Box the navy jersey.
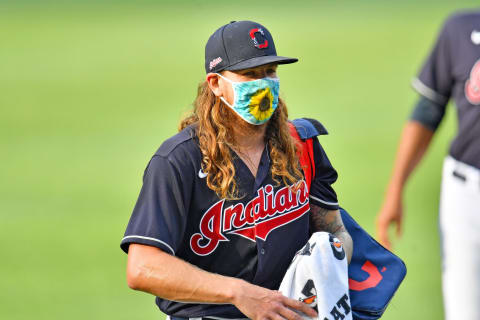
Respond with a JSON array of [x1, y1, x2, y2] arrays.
[[120, 118, 339, 318], [412, 10, 480, 169]]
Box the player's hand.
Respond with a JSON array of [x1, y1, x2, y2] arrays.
[[376, 193, 403, 251], [232, 280, 317, 320]]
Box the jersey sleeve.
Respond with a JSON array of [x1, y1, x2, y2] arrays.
[[120, 154, 192, 255], [309, 137, 339, 210], [412, 18, 453, 105], [409, 94, 447, 131]]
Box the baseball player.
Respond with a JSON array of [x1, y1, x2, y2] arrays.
[[121, 20, 353, 320], [376, 10, 480, 320]]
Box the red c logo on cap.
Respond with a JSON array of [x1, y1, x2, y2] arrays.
[[249, 28, 269, 49]]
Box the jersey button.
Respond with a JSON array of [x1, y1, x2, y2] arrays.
[[260, 248, 265, 254]]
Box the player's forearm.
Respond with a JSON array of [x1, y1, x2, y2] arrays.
[[334, 228, 353, 263], [386, 121, 434, 195], [126, 243, 243, 304], [309, 205, 353, 263]]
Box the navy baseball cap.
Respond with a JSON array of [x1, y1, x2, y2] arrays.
[[205, 20, 298, 73]]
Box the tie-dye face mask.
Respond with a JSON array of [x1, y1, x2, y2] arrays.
[[217, 73, 280, 125]]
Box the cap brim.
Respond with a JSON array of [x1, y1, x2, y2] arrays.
[[224, 55, 298, 71]]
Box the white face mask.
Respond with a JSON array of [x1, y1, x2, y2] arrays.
[[217, 73, 280, 125]]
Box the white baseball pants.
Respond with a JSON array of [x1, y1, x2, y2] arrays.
[[440, 156, 480, 320]]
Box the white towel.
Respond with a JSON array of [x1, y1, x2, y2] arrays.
[[279, 232, 352, 320]]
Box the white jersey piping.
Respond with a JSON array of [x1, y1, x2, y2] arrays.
[[122, 235, 175, 255], [309, 195, 339, 206]]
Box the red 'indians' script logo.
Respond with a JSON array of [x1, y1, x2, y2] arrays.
[[190, 181, 310, 256], [465, 59, 480, 105]]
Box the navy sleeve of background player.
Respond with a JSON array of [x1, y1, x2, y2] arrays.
[[409, 95, 447, 131], [120, 155, 191, 255], [411, 17, 453, 105], [309, 137, 339, 210]]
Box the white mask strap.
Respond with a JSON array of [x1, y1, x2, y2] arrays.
[[216, 72, 234, 84], [220, 96, 234, 108], [216, 73, 235, 108]]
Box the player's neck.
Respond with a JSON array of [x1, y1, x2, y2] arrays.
[[231, 122, 266, 177], [232, 122, 267, 151]]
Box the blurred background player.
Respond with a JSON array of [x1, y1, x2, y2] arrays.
[[376, 10, 480, 320]]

# [Your task]
Please return the lines above that run from the line containing "Box the navy baseball cap." to the line containing "Box the player's neck.", inclusive, exactly and with no other lines.

# [Output of the task]
Box the navy baseball cap.
Respond with a JSON array of [x1, y1, x2, y2] arrays.
[[205, 20, 298, 73]]
Box the tie-dye face mask.
Respond with a JSON array of [x1, y1, x2, y2] arrays.
[[217, 73, 280, 125]]
Box the cap brim.
Respond with a JSON array of [x1, y1, x2, y2] arrays.
[[224, 55, 298, 71]]
Box the white face mask.
Respond with a JSON array of [x1, y1, x2, y2] arrays.
[[217, 73, 280, 125]]
Box the white baseball pants.
Respond with a JSON array of [x1, y1, x2, y2] arrays.
[[440, 156, 480, 320]]
Box the white towel.
Respond with a JSON array of [x1, y1, x2, y2] arrays.
[[279, 232, 352, 320]]
Box the white jersey piping.
Respond with a JSON array of [x1, y1, x2, y2] arrays.
[[122, 235, 175, 255], [309, 195, 339, 206]]
Box the red 'indians' script logo.
Respond with a JSON array of [x1, y1, x2, y2] arrays.
[[190, 181, 310, 256], [465, 59, 480, 105]]
Box the navy sleeve of background player.
Respond with a JSON array of [x1, y1, x2, y2] arrays.
[[409, 95, 447, 131], [120, 155, 191, 255], [411, 17, 453, 105], [309, 137, 339, 210]]
Box the white mask strap.
Respond with a JSON array of [x1, y1, x2, y2] arrays.
[[216, 72, 234, 84], [220, 96, 234, 108], [216, 73, 235, 108]]
Box the player's neck.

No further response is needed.